## DATA FOR ANALYSIS
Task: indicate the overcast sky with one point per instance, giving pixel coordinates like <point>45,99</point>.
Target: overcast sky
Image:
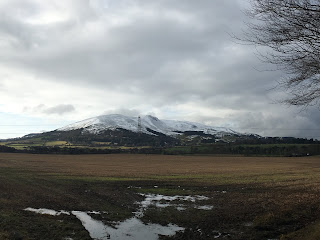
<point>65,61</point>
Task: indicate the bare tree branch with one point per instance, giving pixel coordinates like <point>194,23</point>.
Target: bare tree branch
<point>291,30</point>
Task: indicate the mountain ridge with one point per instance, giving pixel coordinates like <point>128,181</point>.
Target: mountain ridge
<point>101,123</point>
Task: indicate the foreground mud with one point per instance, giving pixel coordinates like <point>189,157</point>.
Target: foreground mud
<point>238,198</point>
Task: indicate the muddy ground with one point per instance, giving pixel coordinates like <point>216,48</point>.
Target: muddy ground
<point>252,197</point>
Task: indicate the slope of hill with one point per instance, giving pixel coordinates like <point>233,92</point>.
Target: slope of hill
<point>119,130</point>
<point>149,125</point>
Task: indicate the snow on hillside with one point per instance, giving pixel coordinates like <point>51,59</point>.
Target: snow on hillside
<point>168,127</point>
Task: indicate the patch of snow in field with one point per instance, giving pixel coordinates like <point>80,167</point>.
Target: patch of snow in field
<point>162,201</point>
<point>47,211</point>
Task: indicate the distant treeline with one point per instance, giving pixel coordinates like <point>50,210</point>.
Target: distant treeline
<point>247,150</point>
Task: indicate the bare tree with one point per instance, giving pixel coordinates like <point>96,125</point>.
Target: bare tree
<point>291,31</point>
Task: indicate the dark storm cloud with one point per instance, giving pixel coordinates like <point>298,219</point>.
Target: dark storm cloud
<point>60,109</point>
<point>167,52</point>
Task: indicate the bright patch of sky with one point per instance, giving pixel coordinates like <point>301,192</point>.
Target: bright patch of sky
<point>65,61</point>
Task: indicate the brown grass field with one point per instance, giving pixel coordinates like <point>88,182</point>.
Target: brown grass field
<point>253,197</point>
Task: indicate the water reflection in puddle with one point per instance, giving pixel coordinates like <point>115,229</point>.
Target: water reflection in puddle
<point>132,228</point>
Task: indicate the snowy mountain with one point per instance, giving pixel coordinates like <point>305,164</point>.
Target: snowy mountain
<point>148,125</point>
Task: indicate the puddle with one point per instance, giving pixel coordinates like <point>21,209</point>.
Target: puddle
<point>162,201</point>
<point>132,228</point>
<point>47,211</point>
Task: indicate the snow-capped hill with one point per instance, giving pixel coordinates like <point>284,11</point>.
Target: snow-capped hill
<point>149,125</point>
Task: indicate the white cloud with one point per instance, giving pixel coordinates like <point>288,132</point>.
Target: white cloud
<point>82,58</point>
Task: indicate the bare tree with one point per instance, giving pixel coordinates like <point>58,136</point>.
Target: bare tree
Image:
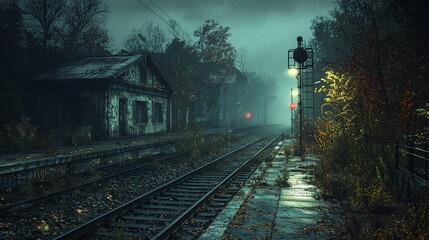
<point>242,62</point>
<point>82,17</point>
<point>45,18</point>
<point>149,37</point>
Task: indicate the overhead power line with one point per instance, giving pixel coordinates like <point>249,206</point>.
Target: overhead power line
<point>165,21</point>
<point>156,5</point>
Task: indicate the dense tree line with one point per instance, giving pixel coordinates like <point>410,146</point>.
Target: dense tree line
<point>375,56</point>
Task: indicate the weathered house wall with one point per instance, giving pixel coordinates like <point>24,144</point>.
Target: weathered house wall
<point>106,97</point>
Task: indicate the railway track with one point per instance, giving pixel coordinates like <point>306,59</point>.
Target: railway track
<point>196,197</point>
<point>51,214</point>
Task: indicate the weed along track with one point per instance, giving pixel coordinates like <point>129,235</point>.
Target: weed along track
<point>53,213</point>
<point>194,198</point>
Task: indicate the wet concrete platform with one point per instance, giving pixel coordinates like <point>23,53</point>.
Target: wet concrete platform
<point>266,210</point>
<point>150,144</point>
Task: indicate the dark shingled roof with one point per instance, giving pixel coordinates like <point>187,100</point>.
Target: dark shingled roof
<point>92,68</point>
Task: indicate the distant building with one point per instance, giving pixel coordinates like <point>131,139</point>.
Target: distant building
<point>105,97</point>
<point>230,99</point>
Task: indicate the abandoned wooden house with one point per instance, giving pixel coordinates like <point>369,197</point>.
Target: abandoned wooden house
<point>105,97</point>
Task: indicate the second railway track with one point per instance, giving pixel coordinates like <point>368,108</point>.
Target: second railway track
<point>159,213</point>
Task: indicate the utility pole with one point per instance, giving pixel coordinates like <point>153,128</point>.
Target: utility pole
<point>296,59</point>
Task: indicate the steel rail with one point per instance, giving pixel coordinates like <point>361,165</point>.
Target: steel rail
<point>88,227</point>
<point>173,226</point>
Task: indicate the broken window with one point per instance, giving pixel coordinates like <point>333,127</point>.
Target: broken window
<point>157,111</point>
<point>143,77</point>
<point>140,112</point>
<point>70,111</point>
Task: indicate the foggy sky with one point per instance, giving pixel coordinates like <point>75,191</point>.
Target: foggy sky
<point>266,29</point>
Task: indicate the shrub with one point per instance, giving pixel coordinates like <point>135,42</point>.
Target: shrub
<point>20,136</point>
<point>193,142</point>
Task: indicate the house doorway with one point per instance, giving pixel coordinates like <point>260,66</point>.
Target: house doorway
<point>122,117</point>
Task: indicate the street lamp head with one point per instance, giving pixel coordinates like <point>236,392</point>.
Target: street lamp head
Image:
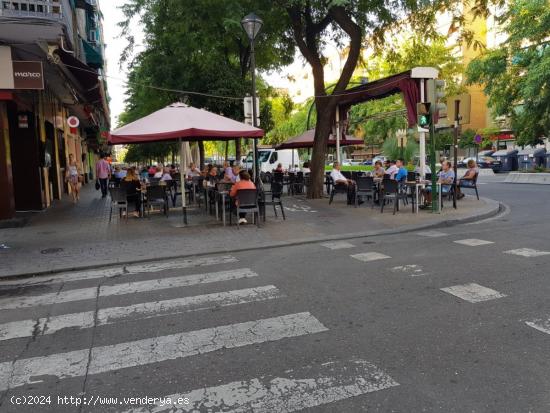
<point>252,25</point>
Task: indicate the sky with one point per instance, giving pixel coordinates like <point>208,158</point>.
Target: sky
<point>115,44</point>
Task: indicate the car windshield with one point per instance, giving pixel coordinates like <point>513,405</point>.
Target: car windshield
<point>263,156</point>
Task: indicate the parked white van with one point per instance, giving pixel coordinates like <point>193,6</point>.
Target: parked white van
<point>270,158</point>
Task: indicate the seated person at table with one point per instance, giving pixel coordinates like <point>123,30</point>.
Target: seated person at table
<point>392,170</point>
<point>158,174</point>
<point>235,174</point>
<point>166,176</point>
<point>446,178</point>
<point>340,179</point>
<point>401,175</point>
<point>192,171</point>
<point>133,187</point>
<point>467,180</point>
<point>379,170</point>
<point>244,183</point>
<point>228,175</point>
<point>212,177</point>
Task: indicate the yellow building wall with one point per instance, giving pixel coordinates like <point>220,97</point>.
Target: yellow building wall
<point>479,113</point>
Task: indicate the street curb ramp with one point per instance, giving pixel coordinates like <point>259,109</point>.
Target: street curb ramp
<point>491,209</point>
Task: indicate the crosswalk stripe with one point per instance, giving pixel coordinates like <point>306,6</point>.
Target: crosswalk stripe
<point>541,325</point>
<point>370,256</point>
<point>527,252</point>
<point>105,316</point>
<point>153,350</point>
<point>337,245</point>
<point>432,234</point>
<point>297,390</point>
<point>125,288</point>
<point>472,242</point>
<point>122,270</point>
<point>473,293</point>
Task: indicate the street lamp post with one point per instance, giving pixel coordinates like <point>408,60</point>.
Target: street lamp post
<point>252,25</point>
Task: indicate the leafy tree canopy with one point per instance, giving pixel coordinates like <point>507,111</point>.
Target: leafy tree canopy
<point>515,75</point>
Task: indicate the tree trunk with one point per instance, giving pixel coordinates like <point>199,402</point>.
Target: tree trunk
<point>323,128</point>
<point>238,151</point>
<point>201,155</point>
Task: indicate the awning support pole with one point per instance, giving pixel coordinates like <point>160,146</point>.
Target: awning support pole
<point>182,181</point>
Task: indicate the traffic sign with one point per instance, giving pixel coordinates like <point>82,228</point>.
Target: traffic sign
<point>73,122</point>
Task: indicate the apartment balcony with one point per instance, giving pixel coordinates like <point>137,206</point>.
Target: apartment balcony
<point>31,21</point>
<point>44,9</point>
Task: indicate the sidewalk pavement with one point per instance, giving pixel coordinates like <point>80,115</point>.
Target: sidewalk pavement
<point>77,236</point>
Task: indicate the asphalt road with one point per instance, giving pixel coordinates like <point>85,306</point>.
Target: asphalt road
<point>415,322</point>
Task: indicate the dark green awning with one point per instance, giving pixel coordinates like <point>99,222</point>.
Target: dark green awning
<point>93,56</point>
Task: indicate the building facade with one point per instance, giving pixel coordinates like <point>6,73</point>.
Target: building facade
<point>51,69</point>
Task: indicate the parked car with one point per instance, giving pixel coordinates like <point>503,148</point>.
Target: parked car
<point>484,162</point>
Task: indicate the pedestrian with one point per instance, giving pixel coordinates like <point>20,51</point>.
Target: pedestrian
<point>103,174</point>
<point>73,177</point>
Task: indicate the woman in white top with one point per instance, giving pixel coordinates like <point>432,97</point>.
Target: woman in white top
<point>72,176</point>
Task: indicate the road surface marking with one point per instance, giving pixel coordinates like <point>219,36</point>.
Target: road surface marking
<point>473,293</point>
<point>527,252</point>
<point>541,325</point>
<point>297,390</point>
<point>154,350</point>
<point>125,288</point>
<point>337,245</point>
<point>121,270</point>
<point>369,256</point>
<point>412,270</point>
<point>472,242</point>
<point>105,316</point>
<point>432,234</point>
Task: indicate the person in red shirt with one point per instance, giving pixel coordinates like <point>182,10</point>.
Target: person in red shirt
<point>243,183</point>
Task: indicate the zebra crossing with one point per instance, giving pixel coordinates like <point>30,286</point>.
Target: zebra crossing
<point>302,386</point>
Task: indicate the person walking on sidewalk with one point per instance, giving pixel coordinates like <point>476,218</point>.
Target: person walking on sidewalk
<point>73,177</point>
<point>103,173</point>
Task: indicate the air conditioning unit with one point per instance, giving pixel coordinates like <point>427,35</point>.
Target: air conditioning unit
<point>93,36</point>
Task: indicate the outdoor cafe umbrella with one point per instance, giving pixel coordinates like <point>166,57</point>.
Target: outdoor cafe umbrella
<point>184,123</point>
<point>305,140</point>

==

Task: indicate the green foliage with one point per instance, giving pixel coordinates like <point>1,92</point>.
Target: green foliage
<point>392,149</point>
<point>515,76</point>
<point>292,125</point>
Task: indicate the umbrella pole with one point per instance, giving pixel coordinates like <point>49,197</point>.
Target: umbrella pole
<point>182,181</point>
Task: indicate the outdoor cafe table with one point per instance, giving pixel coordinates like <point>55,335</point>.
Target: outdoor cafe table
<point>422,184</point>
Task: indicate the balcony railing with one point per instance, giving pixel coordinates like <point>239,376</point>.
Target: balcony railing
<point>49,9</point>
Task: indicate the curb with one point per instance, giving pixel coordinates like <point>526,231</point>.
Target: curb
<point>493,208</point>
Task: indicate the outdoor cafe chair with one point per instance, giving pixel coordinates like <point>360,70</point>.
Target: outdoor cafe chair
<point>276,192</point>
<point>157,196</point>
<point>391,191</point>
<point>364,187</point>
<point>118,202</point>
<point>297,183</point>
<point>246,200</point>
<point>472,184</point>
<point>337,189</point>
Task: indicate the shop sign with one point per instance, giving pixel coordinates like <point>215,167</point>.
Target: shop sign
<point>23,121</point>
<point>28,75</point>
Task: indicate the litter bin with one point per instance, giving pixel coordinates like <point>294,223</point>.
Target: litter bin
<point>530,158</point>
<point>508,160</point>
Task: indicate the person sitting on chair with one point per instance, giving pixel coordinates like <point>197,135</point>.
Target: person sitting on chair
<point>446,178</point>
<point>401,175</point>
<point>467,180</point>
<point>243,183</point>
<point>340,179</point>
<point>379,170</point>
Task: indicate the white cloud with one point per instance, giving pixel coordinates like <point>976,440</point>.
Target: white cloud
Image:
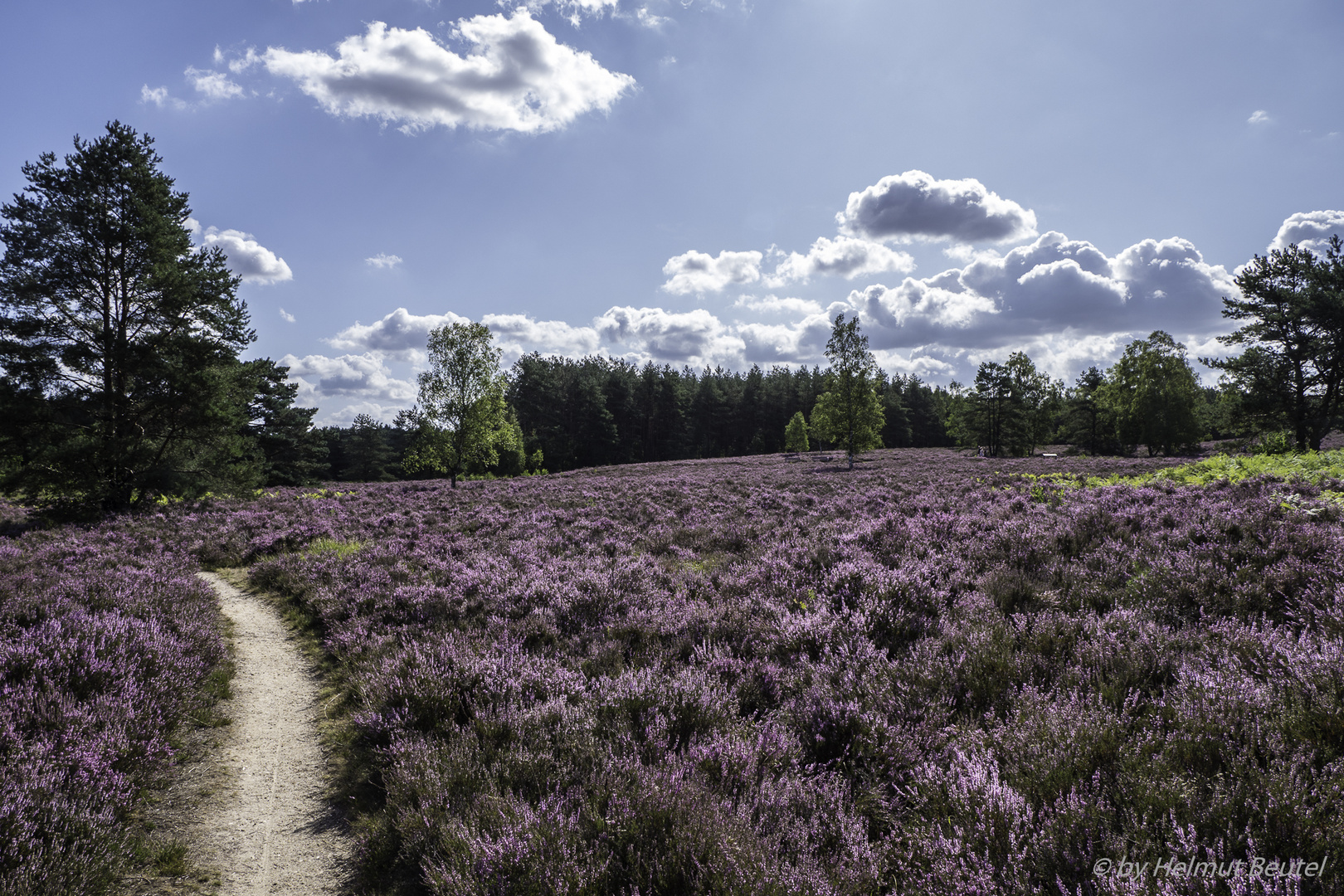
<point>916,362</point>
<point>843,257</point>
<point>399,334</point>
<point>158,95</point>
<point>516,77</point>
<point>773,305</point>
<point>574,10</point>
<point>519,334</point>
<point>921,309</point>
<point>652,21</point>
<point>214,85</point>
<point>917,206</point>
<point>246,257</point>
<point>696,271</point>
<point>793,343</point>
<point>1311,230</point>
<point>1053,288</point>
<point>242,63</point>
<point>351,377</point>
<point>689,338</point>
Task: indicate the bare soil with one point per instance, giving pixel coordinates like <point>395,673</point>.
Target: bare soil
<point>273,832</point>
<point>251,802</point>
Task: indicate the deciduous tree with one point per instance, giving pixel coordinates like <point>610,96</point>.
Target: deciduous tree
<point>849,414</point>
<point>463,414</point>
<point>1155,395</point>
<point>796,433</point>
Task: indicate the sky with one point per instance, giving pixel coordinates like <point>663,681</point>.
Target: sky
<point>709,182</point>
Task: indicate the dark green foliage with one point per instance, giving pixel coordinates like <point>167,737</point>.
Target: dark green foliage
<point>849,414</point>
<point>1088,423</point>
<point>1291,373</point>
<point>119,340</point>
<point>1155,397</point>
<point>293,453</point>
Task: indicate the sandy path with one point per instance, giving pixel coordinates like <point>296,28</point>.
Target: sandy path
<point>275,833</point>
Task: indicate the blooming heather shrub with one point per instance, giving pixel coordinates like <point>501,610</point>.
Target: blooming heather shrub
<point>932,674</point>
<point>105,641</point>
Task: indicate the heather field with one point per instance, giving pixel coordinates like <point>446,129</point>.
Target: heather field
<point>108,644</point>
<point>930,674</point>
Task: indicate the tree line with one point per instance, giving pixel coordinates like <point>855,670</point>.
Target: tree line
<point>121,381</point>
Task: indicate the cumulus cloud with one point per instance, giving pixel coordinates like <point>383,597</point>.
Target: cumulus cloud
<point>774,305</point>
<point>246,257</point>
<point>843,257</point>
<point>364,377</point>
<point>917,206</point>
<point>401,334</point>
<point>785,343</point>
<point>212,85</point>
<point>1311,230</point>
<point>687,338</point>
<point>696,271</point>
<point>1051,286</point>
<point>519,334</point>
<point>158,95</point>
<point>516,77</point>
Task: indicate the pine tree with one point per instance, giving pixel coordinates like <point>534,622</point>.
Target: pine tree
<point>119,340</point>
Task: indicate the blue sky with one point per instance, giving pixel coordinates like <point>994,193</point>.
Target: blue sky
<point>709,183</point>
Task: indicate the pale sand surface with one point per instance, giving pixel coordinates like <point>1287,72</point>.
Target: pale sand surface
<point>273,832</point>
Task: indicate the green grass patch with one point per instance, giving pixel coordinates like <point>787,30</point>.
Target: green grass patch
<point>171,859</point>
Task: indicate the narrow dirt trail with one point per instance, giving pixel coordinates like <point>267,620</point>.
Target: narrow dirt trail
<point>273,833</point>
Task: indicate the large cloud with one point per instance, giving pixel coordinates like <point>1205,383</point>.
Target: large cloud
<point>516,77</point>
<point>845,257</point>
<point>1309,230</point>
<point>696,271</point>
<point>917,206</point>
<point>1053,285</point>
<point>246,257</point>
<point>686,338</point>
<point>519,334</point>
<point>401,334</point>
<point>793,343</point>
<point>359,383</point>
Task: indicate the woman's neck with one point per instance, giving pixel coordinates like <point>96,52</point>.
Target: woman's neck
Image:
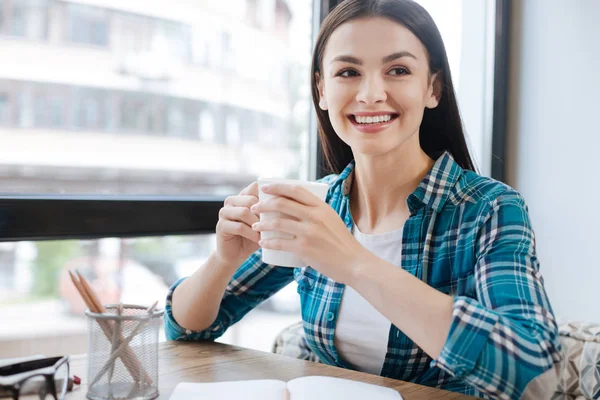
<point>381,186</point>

...

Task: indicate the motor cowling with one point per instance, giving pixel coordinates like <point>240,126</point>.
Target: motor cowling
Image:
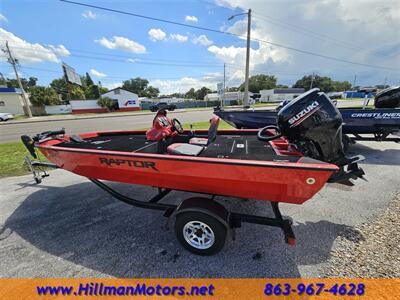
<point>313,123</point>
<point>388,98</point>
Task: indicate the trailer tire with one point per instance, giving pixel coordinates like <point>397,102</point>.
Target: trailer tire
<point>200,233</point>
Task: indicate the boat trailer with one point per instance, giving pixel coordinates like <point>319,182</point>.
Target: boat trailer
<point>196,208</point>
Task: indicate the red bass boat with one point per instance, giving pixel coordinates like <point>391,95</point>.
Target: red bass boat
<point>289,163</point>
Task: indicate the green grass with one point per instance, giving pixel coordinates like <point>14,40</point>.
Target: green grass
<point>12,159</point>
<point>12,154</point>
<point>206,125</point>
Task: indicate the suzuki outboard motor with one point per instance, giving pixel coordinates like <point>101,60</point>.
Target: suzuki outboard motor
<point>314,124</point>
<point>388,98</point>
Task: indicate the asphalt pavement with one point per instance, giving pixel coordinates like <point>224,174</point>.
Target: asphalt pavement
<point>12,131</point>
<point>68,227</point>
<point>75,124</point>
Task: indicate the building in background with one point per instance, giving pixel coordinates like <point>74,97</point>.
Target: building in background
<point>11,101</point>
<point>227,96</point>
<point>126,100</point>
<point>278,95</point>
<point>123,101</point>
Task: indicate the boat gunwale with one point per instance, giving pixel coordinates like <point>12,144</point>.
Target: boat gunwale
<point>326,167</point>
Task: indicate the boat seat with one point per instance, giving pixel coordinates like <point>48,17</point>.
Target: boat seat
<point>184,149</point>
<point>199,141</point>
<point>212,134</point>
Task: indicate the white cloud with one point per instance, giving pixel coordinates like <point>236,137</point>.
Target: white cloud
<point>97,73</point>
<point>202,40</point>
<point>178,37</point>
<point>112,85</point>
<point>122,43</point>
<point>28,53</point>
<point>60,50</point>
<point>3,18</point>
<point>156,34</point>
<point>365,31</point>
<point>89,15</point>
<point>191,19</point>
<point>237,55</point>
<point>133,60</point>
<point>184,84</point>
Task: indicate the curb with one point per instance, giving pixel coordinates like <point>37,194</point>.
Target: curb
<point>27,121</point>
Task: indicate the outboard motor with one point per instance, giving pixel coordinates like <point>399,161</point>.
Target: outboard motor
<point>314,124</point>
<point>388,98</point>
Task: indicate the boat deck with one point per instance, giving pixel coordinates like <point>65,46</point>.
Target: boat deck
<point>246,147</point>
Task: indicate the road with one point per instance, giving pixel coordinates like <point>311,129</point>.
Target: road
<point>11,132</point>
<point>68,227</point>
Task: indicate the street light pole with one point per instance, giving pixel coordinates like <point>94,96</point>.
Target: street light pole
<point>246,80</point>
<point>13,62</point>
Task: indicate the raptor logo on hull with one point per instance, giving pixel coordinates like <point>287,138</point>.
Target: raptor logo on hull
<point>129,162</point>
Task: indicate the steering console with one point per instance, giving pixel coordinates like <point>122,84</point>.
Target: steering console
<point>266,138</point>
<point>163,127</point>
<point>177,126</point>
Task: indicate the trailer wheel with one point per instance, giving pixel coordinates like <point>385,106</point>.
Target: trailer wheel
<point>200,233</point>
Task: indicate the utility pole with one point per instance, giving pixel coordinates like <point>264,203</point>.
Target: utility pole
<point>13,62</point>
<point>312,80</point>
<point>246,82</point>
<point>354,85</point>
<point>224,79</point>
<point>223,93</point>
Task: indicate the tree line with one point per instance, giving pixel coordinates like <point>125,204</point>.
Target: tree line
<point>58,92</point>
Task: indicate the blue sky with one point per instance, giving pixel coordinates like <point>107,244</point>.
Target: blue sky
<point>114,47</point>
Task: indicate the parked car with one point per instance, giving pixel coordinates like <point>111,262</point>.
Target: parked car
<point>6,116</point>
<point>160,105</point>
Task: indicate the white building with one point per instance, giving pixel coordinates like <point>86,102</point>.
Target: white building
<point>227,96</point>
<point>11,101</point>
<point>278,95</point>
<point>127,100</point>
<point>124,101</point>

## WHAT YOU WILL DO
Using the material, show each line where the string "overcast" can be found.

## REPLY
Task: indicate the overcast sky with one point per instance, giving pixel coordinates like <point>45,99</point>.
Target: overcast sky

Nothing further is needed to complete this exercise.